Review Article | Open | Published:

From a retrovirus infection of mice to a long noncoding RNA that induces proto-oncogene transcription and oncogenesis via an epigenetic transcription switch

Signal Transduction and Targeted Therapy volume 1, Article number: 16007 (2016) | Download Citation


Here I review the properties of the mouse retroelement VL30-1, which apparently derived from retrotranspostions of a founder VL30 retrovirus that infected the mouse germline after the mouse–human speciation. The VL30-1 gene is transcribed as a long noncoding RNA (lncRNA) with an essential host function in an epigenetic transcription switch (ETS) that regulates transcription of multiple genes, including proto-oncogenes that control cell proliferation and oncogenesis. The ETS involves the tumor suppressor protein PSF that has a DNA-binding domain (DBD) and two RNA-binding domains (RBDs). The DBD binds to promoters that have a DBD-binding sequence and switches off transcription, and the RBDs bind lncRNAs that have a RBD-binding sequence, releasing PSF and switching on transcription. VL30-1 lncRNA has two RBD-binding sequences, apparently acquired by mutations during retrotranspositions of the founder retrovirus, which drive proto-oncogene transcription and oncogenesis via the ETS. VL30-1 lncRNA is a seminal example of the key role of endogenous retroviruses (ERVs) and their retroelements in the evolution of transcription regulatory systems.

#### Required work
A - According to the review abstract, which binding domains does the tumor suppressor protein PSF have?
B - Based on the review abstract, explain how VL30-1 lncRNA switches on proto-oncogene transcription.

#### Material supplied

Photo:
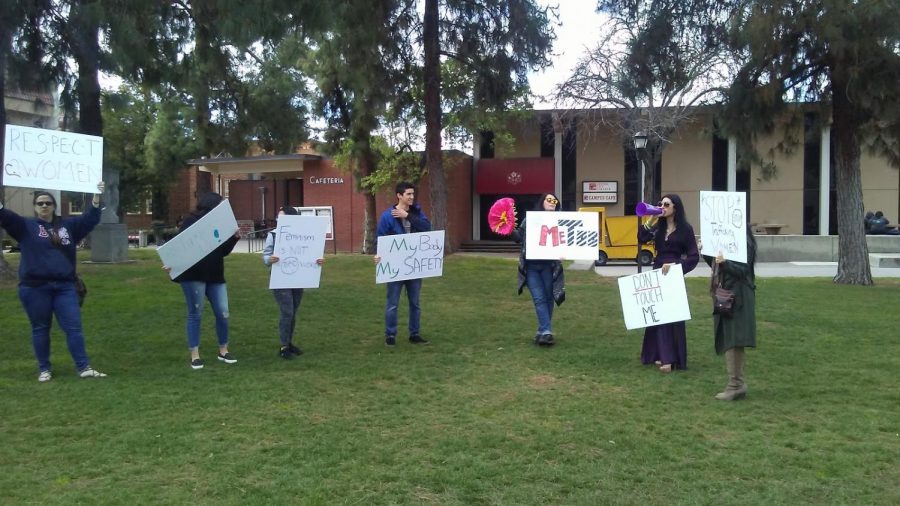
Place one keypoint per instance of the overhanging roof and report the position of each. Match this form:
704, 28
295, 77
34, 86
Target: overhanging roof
253, 164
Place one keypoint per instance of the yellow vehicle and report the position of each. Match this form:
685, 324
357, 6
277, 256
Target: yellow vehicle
618, 239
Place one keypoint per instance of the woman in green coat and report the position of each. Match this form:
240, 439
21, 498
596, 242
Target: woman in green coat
736, 332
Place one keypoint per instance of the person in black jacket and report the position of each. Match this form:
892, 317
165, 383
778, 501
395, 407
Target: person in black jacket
207, 278
47, 276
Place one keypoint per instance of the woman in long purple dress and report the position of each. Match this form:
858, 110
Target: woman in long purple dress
666, 345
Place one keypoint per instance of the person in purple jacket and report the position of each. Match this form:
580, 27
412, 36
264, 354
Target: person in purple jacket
666, 345
47, 276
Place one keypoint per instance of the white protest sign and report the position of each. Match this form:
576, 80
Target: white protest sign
649, 298
299, 242
52, 159
723, 224
410, 256
551, 235
198, 240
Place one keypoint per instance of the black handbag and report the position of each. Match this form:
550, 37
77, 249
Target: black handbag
723, 299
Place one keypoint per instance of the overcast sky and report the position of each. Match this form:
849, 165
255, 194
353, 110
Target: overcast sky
578, 32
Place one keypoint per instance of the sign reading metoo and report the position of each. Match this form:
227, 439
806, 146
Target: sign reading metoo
723, 224
649, 298
552, 235
299, 242
198, 240
410, 256
52, 160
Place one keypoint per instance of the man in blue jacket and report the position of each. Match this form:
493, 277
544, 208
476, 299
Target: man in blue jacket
404, 218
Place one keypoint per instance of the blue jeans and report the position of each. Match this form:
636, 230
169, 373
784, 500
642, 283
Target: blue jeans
539, 278
288, 300
413, 289
41, 303
194, 291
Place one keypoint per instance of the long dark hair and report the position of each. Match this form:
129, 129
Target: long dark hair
539, 205
681, 222
54, 220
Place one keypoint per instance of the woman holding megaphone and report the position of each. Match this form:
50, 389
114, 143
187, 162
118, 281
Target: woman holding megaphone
666, 345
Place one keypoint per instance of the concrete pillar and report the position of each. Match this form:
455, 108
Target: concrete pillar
825, 181
732, 165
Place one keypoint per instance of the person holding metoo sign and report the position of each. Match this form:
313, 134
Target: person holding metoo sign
666, 345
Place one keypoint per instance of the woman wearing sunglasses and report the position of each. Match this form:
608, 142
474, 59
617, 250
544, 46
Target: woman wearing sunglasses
47, 276
666, 345
544, 278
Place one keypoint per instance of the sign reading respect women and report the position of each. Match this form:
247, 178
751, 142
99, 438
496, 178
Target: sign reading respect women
198, 240
52, 160
649, 298
410, 256
299, 242
552, 235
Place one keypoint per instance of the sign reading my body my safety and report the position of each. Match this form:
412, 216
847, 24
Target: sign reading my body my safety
410, 256
552, 235
299, 242
198, 240
723, 224
649, 298
52, 159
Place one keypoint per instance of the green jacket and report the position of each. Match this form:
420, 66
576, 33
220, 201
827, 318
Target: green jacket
739, 330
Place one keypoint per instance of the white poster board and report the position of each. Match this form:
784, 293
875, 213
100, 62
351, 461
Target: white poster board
723, 224
324, 211
52, 159
198, 240
554, 235
410, 256
299, 242
649, 298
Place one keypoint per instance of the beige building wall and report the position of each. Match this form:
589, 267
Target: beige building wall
879, 182
600, 157
687, 166
527, 139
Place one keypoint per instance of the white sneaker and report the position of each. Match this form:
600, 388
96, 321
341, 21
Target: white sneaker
89, 372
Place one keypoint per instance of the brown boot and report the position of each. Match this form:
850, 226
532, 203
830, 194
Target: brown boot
734, 363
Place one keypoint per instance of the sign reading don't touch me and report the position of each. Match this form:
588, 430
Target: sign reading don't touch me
52, 159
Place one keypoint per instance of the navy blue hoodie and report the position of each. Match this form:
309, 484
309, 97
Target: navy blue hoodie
41, 260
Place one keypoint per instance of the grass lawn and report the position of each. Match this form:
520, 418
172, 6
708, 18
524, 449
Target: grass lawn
481, 416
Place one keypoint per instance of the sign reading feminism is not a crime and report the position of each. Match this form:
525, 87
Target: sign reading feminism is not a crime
52, 159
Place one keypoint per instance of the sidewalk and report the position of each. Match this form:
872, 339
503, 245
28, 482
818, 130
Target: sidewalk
763, 270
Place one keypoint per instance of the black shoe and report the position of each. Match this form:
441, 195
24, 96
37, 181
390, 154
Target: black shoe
227, 358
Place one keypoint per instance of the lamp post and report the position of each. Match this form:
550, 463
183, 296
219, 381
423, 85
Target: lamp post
640, 143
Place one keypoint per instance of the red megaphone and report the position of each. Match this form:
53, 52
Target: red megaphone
643, 209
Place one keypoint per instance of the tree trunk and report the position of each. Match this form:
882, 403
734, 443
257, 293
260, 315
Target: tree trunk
6, 272
853, 253
369, 245
434, 162
85, 32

#### Set of answers
A - PSF has a DNA-binding domain (DBD) and two RNA-binding domains (RBDs).

B - PSF's DNA-binding domain binds to promoters and switches off transcription. Its RNA-binding domains bind lncRNAs that carry an RBD-binding sequence, which releases PSF and switches transcription on. VL30-1 lncRNA has two RBD-binding sequences, so it drives proto-oncogene transcription through this switch.